*WHAT THE TASK ASKS:* Pictures are to be omitted; everything else in the data must be transcribed exactly.

*STORED DATA:*

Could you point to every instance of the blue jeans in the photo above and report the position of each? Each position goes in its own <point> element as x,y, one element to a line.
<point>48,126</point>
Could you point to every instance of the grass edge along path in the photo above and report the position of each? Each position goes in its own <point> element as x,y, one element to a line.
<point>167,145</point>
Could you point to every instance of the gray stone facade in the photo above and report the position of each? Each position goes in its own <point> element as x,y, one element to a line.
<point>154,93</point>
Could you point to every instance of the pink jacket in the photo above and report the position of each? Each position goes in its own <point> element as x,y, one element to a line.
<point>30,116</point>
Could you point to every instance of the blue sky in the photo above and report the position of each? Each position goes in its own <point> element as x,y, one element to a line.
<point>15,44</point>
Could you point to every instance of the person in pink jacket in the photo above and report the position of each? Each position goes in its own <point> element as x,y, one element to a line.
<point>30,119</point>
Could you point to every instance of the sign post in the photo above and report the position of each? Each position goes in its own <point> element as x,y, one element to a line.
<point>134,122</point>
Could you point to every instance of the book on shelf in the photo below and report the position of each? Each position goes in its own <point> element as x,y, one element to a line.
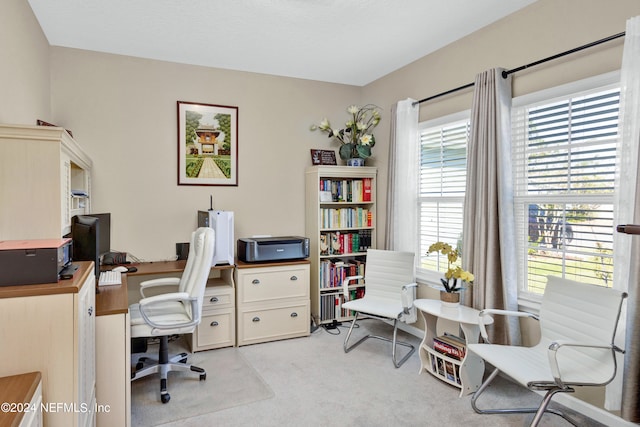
<point>449,346</point>
<point>341,243</point>
<point>347,190</point>
<point>366,189</point>
<point>334,272</point>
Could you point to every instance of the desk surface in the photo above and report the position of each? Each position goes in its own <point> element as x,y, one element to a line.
<point>72,285</point>
<point>164,267</point>
<point>113,299</point>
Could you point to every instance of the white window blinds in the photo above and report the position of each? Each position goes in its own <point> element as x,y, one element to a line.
<point>564,165</point>
<point>443,162</point>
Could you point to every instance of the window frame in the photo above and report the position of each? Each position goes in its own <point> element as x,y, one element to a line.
<point>526,300</point>
<point>530,300</point>
<point>423,275</point>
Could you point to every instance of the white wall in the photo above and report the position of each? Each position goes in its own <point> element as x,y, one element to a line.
<point>24,67</point>
<point>543,29</point>
<point>122,110</point>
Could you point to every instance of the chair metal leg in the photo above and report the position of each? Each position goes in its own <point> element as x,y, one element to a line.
<point>539,411</point>
<point>163,366</point>
<point>393,341</point>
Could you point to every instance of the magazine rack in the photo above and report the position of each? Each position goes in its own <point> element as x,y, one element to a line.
<point>465,372</point>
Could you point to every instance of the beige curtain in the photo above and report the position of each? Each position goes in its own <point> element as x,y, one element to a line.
<point>488,246</point>
<point>626,249</point>
<point>402,185</point>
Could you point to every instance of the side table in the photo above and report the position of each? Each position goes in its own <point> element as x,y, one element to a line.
<point>465,374</point>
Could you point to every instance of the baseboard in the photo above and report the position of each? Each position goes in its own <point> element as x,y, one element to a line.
<point>601,415</point>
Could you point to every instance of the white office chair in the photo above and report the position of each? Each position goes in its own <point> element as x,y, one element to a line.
<point>389,295</point>
<point>578,325</point>
<point>177,312</point>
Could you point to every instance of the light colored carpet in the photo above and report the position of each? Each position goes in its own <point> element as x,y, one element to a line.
<point>231,381</point>
<point>315,383</point>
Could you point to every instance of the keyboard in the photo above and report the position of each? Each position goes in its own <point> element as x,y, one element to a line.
<point>110,278</point>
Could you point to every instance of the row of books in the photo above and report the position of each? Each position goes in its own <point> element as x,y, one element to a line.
<point>333,273</point>
<point>347,190</point>
<point>345,218</point>
<point>331,304</point>
<point>446,369</point>
<point>339,243</point>
<point>450,345</point>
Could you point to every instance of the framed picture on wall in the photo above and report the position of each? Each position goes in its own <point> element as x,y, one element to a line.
<point>207,144</point>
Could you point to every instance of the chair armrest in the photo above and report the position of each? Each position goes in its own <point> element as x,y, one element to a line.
<point>555,346</point>
<point>345,285</point>
<point>408,296</point>
<point>154,283</point>
<point>149,302</point>
<point>487,312</point>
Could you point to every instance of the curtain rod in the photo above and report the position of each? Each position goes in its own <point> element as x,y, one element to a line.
<point>506,73</point>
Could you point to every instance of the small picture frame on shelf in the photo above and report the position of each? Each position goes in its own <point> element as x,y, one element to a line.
<point>323,157</point>
<point>326,196</point>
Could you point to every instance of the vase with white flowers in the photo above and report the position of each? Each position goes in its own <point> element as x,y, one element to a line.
<point>356,137</point>
<point>455,277</point>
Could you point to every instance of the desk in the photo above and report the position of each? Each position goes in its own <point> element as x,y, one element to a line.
<point>50,328</point>
<point>113,356</point>
<point>217,328</point>
<point>465,374</point>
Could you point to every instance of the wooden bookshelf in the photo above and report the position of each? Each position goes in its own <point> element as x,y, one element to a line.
<point>341,226</point>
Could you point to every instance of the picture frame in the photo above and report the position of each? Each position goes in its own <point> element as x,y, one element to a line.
<point>207,144</point>
<point>323,157</point>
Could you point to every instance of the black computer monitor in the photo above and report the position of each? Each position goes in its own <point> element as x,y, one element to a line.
<point>104,233</point>
<point>85,232</point>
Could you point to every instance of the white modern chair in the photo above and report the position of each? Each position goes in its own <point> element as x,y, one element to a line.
<point>177,312</point>
<point>578,325</point>
<point>389,295</point>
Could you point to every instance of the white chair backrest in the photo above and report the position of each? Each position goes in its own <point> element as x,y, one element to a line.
<point>188,268</point>
<point>201,256</point>
<point>387,271</point>
<point>579,312</point>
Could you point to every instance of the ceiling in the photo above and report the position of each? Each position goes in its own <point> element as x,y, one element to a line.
<point>341,41</point>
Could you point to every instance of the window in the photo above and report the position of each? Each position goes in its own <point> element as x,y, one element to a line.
<point>443,164</point>
<point>564,150</point>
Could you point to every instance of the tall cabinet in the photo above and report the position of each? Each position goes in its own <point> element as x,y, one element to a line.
<point>50,328</point>
<point>46,179</point>
<point>340,222</point>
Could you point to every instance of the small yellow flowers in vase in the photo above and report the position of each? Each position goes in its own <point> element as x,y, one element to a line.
<point>455,277</point>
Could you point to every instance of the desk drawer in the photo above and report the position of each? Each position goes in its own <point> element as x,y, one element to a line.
<point>273,283</point>
<point>216,330</point>
<point>217,297</point>
<point>270,324</point>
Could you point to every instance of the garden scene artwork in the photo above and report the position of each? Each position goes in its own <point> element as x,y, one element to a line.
<point>207,144</point>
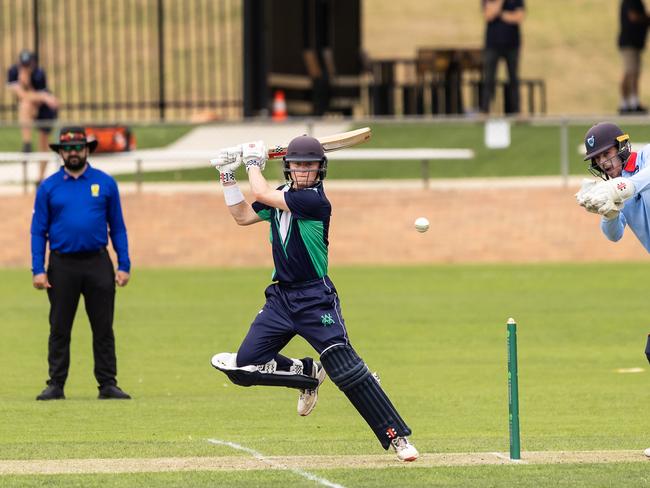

*ANSWER TO THIS TASK:*
Could you point to every instance of the blue jeans in the photo above and report the position of each? Each position goes in its own <point> element as x,y, one element to a line.
<point>48,126</point>
Could you point to every instance of the grass edge along path in the photo above and report the position of each? Each position goes in its own <point> element as x,y, one element to a line.
<point>167,145</point>
Could you point to every instance of the gray stone facade in the photo above and report the position of each? Each position goes in its own <point> element as x,y, one element to a line.
<point>154,93</point>
Could you point to every instance of the pink jacket in the photo above and report the position of each? Each position goes in its own <point> element as x,y, one element to a line.
<point>30,116</point>
Could you point to every instance of the blue sky in the photo above and report the position of each? Each position goes in its own <point> element as x,y, one element to a line.
<point>15,44</point>
Could you point to every instance of the person in pink jacket in the photo above and report the position of each? Each position goes in its own <point> element as x,y, one element to a line.
<point>30,119</point>
Could you point to every instance of the sign post in the photo above and report the position of each? Each position goes in its own <point> element as x,y, one element to a line.
<point>134,122</point>
Could you point to every instance of the book on shelf in the photo below and report the position of each? Each position goes in its own <point> element as x,y, one element to a line.
<point>449,346</point>
<point>341,243</point>
<point>347,190</point>
<point>366,189</point>
<point>334,272</point>
Could you point to every instance of the desk surface in the photo above and report the position of each? Each position goes in its own <point> element as x,y, one element to a line.
<point>72,285</point>
<point>164,267</point>
<point>113,299</point>
Could you point to every instance of the white window blinds in the photo above and report the position of each? Each position goes in its own <point> element as x,y, one element to a line.
<point>564,165</point>
<point>443,162</point>
Could you point to every instance of the window frame in the photo above and report the position of each? Each position goes in its own <point> element as x,y, one element to a line.
<point>526,300</point>
<point>530,300</point>
<point>423,275</point>
Could you point to every instance of the white wall in the photo above and report the position of each? Each position goes in its own <point> element as x,y, one element to a line.
<point>24,67</point>
<point>543,29</point>
<point>122,110</point>
Could you point to every instance of the chair metal leg in the photo above and report the position of each? Each position goes in its own <point> element as x,y, one element to a line.
<point>539,411</point>
<point>163,366</point>
<point>393,341</point>
Could you point to every instance of the magazine rack in the photo above and report the position of each? Each position goes in its own <point> element as x,y, one element to a line.
<point>465,372</point>
Could you point to every instance of the beige curtain in the photo above and report the position of each? Each position goes in its own <point> element as x,y, one element to a line.
<point>488,246</point>
<point>626,249</point>
<point>402,185</point>
Could you point to every instance of the side table in the photo above and report the position of each? Each position goes in its own <point> element as x,y, one element to a line.
<point>465,374</point>
Could you point to every instance of the baseboard in the photo above and report the position of each? Each position goes in its own <point> element as x,y, one element to a line.
<point>601,415</point>
Could you point to every instance of the white office chair in the photo above and report the position of each? Each position goes in its own <point> element as x,y, one element to a line.
<point>389,295</point>
<point>578,325</point>
<point>177,312</point>
Could you point to every instance of the light colored carpet in the photo above and report the position of each? Each position goes in its own <point> element as x,y, one element to a line.
<point>231,381</point>
<point>315,383</point>
Could you point to every instance of the keyboard in the photo above and report the position of each? Each position goes in its own <point> element as x,y, one element to a line.
<point>110,278</point>
Could you point to every instance of the row of books in the photo above and report the position of each? Each position goes in its own <point> element as x,y, one element to a line.
<point>333,273</point>
<point>347,190</point>
<point>345,218</point>
<point>331,304</point>
<point>446,369</point>
<point>339,243</point>
<point>450,345</point>
Could you point to every instance of the framed picture on wall in the photo above and report the position of each? Each position goes in its own <point> element as x,y, one element to a line.
<point>207,144</point>
Could you point to every instance of the chair armrest in the photo above and report the position of each? Each position goes in its own <point> element as x,y, one element to a line.
<point>555,346</point>
<point>345,285</point>
<point>408,296</point>
<point>154,283</point>
<point>149,302</point>
<point>487,312</point>
Could you point to every instance of the curtain rod in the photo above and report the position of each? Each position goes in its own <point> element as x,y, one element to a line.
<point>506,73</point>
Could you point to every instance of the small picture frame on shelf in the photo above and report the position of each? Each position goes in its own <point> element as x,y, one element to a line.
<point>323,157</point>
<point>326,196</point>
Could you point to every instance of the vase with white flowers in the photo above and report the position of each? Each position goes in its own <point> element as x,y, one element to a line.
<point>356,137</point>
<point>455,277</point>
Could you point to every instance of the desk in the photo above and report the position of each? Each position goes in its own <point> element as x,y, one element to a line.
<point>50,328</point>
<point>113,356</point>
<point>217,328</point>
<point>465,374</point>
Could you point to every instance of the wooden bookshelf in the photo above and report the position of each? Each position goes in its own <point> element as x,y, one element to a line.
<point>341,226</point>
Could you point to every instance of the picture frame in the photo above and report the position of each? Each position goes in its own <point> element as x,y, one element to a line.
<point>207,144</point>
<point>323,157</point>
Could you point to every instance of the black computer monitor in the photo above and report the position of each? Each position goes in its own <point> element as x,y, one element to a line.
<point>104,233</point>
<point>85,232</point>
Could you point to every instance of the white modern chair in the photo above and report the position of each? Each position goes in its own <point> element as x,y, one element to a line.
<point>177,312</point>
<point>578,325</point>
<point>389,295</point>
Could you point to every instance of the white chair backrest in the photo above and report the position of each? Each position goes in its own <point> element as x,y, one element to a line.
<point>188,268</point>
<point>201,256</point>
<point>387,271</point>
<point>579,312</point>
Could you point to every instance of the ceiling in the photo above and report the position of each? Each position goes in its own <point> element as x,y, one element to a line.
<point>341,41</point>
Could you point to every instance of the window in the photo above and report the position of each? Each position goes in its own <point> element as x,y, one element to a line.
<point>443,164</point>
<point>564,150</point>
Could you point to every instance of the tall cabinet in the photo above and report the position of each? Each position goes in its own <point> element as x,y, one element to a line.
<point>50,328</point>
<point>46,179</point>
<point>340,222</point>
Could you point to every instance of the small yellow flowers in vase in the photo above and report the position of each? Each position goes in its own <point> element as x,y, one element to a line.
<point>455,277</point>
Could you point to every instance of the desk drawer in the photo above and report the position of each? Each position goes in its own <point> element as x,y, one element to a line.
<point>273,283</point>
<point>216,330</point>
<point>217,297</point>
<point>270,324</point>
Could you point to every instance of the garden scene artwork in the photo above and report the position of each? Each position goes in its own <point> element as x,y, one element to a line.
<point>207,144</point>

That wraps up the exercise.